If a record holds a picture, drop the picture and copy everything else exactly.

╭─ Information shown

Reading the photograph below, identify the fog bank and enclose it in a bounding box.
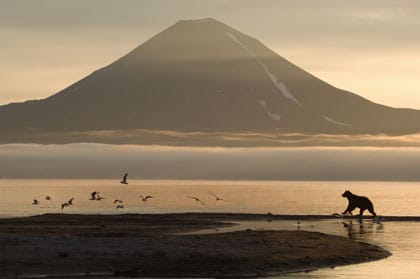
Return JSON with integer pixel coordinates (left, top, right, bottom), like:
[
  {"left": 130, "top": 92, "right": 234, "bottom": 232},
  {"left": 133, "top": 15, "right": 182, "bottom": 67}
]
[{"left": 1, "top": 144, "right": 420, "bottom": 180}]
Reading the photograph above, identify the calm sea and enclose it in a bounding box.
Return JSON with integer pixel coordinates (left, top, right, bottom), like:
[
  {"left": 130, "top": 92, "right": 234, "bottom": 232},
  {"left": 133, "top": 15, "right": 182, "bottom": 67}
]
[
  {"left": 0, "top": 179, "right": 419, "bottom": 217},
  {"left": 2, "top": 179, "right": 420, "bottom": 279}
]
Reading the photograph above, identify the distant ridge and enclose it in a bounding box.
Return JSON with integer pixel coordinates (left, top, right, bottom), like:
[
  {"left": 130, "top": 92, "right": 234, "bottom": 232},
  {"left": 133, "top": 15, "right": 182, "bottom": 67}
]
[{"left": 1, "top": 18, "right": 420, "bottom": 142}]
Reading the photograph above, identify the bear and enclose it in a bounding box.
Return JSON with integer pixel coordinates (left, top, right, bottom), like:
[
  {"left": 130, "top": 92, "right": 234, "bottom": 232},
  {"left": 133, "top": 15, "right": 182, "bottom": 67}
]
[{"left": 341, "top": 190, "right": 376, "bottom": 217}]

╰─

- **Solution to the problem**
Reading the photograph below, identify the fog bank and enclose it in a bounding box.
Return JSON with integer pixel coordinates (left, top, right, bottom), like:
[
  {"left": 130, "top": 92, "right": 234, "bottom": 232},
  {"left": 133, "top": 15, "right": 182, "bottom": 67}
]
[{"left": 1, "top": 144, "right": 420, "bottom": 180}]
Reading the photograph above, identify the calm sea and enclose it in a bounding box.
Return JSON with integer pixel coordinates (left, top, right, bottom), like:
[
  {"left": 130, "top": 92, "right": 234, "bottom": 232},
  {"left": 133, "top": 15, "right": 182, "bottom": 67}
]
[
  {"left": 0, "top": 179, "right": 419, "bottom": 217},
  {"left": 2, "top": 179, "right": 420, "bottom": 279}
]
Reading the photograph above, identify the distant ridge and enclose it in a bounding box.
Return JSON with integer pixel coordinates (left, top, right, bottom), like:
[
  {"left": 130, "top": 92, "right": 234, "bottom": 232},
  {"left": 133, "top": 15, "right": 182, "bottom": 67}
]
[{"left": 1, "top": 18, "right": 420, "bottom": 142}]
Reading the photograph above, identify the bear and enclose it in a bounding box.
Return JSON with integer pixel coordinates (left, top, right, bottom), like:
[
  {"left": 130, "top": 92, "right": 234, "bottom": 232},
  {"left": 133, "top": 15, "right": 182, "bottom": 67}
]
[{"left": 341, "top": 190, "right": 376, "bottom": 217}]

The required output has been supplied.